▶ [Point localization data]
· · ·

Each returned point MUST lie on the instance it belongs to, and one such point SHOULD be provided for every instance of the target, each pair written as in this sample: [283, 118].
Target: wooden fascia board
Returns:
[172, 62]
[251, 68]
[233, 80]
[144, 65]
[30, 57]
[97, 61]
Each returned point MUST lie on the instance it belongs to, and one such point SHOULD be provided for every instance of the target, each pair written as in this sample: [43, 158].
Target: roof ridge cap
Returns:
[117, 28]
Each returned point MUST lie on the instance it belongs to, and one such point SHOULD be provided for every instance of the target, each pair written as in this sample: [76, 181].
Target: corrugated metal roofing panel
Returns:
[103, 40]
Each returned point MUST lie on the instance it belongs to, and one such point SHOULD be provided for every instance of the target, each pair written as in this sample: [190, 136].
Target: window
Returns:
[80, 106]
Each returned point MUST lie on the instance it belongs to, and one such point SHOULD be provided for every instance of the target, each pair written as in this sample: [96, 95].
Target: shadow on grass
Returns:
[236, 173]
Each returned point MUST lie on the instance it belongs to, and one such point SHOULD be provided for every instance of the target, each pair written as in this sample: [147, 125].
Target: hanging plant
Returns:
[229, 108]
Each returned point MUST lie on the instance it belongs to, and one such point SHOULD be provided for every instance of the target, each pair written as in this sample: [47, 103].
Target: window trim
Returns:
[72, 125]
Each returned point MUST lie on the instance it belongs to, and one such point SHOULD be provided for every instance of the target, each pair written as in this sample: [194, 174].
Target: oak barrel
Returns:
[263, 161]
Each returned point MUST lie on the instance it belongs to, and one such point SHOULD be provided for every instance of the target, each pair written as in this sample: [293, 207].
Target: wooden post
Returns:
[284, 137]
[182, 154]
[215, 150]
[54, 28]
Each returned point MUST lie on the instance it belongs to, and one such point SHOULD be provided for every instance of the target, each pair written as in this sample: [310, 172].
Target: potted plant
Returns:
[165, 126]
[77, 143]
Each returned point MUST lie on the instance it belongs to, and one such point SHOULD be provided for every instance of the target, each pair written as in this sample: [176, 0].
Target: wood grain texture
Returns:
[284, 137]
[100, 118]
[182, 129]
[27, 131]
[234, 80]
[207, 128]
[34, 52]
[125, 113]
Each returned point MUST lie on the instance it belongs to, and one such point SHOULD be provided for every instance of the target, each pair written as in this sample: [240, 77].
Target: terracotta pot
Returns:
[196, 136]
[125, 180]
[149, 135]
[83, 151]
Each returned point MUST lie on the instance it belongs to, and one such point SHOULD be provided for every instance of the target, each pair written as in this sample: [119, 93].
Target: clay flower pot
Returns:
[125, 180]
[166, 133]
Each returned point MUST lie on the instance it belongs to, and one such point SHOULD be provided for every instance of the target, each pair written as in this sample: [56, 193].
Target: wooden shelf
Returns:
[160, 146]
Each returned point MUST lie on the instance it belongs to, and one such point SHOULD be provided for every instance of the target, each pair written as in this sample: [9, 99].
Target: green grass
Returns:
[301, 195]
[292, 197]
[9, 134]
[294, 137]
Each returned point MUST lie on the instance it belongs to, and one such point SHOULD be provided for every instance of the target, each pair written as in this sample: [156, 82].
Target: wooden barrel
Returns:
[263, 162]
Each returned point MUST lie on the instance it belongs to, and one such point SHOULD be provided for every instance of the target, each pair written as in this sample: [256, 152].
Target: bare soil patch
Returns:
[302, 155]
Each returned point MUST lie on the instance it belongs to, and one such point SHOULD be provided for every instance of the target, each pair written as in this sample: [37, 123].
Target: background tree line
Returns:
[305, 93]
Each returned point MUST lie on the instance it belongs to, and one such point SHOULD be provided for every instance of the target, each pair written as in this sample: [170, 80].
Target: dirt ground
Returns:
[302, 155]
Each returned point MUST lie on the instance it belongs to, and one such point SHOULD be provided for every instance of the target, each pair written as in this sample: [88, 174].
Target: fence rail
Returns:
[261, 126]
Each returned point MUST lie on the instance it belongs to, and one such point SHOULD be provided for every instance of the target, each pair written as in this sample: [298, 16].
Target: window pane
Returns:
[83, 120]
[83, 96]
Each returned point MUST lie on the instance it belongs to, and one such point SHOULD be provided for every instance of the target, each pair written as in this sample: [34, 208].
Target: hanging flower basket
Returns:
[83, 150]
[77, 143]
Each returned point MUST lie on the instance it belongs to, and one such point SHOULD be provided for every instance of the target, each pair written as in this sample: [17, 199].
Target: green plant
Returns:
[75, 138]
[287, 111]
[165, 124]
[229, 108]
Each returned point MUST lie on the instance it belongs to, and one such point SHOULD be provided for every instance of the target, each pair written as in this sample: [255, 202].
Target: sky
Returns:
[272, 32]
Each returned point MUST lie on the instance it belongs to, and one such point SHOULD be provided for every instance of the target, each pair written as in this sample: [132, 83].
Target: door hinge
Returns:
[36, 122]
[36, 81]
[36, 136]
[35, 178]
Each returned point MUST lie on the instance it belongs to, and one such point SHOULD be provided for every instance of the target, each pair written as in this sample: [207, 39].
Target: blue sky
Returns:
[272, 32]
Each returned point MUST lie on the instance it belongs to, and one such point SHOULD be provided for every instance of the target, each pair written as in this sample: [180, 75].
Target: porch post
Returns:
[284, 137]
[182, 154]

· · ·

▶ [Your task]
If a line in the records includes the string "green", copy it.

▶ [Written response]
Target: green grass
Target: green plant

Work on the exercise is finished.